• Problem details
Return each line in the entries below that contains the word "water", treating matches as case-sensitive.

(Coordinate labeling data)
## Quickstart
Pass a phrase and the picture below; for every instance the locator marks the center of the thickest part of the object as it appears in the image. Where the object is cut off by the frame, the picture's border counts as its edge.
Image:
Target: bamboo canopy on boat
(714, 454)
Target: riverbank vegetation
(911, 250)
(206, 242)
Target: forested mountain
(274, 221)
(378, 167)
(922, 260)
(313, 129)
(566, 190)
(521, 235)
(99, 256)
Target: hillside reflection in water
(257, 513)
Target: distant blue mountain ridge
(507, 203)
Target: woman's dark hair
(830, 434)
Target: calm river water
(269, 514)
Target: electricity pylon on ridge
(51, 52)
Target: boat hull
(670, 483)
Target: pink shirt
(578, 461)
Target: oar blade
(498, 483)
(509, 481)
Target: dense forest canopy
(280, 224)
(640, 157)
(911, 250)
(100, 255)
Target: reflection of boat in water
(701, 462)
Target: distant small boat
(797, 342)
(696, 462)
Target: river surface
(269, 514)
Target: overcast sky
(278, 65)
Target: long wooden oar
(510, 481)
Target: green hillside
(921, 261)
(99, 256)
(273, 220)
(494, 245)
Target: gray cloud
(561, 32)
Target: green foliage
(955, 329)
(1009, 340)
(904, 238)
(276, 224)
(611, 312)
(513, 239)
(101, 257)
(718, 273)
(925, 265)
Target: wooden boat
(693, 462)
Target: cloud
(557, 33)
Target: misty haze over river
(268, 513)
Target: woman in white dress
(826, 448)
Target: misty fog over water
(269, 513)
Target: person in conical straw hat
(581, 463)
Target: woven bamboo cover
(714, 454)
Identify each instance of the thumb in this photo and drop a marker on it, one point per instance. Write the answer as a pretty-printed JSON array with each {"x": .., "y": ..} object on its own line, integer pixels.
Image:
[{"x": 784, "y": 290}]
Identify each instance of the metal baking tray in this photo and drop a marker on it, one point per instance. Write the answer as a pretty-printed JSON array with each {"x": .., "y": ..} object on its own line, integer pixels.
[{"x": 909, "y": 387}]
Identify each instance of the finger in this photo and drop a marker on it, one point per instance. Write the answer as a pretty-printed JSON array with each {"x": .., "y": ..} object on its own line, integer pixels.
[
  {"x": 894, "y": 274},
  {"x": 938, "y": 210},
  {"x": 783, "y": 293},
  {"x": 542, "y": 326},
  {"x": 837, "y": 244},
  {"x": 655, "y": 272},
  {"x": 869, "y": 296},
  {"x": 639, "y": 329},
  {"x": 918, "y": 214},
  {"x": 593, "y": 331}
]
...
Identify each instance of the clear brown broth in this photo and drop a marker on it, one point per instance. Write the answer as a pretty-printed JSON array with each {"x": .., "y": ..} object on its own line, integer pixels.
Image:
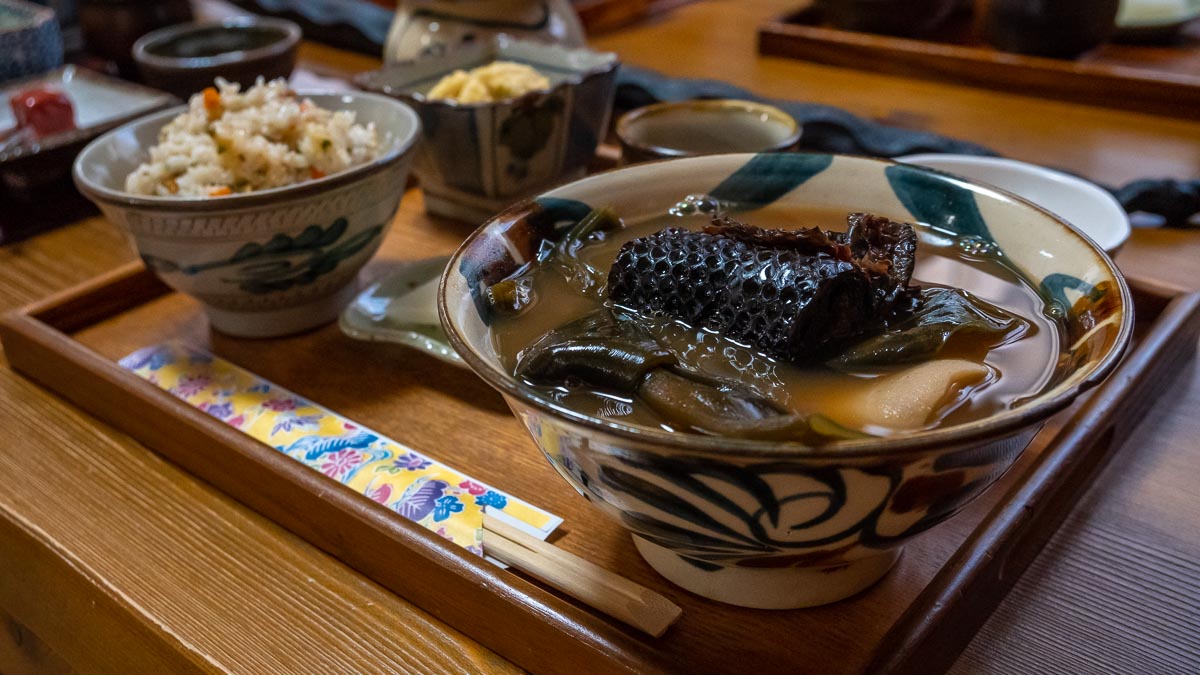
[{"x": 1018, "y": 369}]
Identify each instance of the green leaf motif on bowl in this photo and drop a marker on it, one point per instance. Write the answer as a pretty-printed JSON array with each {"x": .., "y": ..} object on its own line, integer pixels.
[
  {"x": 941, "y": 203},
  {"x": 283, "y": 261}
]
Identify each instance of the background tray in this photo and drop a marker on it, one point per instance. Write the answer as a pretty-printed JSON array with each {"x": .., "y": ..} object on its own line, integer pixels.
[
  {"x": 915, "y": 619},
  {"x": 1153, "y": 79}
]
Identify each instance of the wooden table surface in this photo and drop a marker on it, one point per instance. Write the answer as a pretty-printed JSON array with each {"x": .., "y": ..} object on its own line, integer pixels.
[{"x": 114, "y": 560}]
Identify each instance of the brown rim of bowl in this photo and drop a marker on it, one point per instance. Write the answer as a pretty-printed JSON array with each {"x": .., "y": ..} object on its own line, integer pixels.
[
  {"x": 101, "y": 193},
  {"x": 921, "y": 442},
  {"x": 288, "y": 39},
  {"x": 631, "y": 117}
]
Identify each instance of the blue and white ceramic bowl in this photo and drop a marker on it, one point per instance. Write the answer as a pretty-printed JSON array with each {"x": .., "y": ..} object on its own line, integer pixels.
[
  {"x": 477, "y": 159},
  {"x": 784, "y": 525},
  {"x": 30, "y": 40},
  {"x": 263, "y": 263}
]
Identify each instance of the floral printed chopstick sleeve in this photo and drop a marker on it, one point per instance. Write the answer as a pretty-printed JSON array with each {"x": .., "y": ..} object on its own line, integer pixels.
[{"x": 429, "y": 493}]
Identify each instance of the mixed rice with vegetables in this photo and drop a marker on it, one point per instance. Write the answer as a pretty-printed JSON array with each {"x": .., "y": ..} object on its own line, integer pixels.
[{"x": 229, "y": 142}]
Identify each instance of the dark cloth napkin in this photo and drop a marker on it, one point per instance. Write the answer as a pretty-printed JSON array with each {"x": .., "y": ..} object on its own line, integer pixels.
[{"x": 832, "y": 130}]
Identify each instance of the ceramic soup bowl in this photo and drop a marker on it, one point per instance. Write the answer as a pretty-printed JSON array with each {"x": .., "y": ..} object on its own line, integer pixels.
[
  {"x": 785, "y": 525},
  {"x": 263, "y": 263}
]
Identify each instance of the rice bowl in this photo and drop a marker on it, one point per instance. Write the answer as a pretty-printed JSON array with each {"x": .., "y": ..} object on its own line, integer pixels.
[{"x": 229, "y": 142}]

• Solution for this problem
Target: hillside reflection in water
Target: calm river water
Target: reflection of boat in water
Target: misty fog over water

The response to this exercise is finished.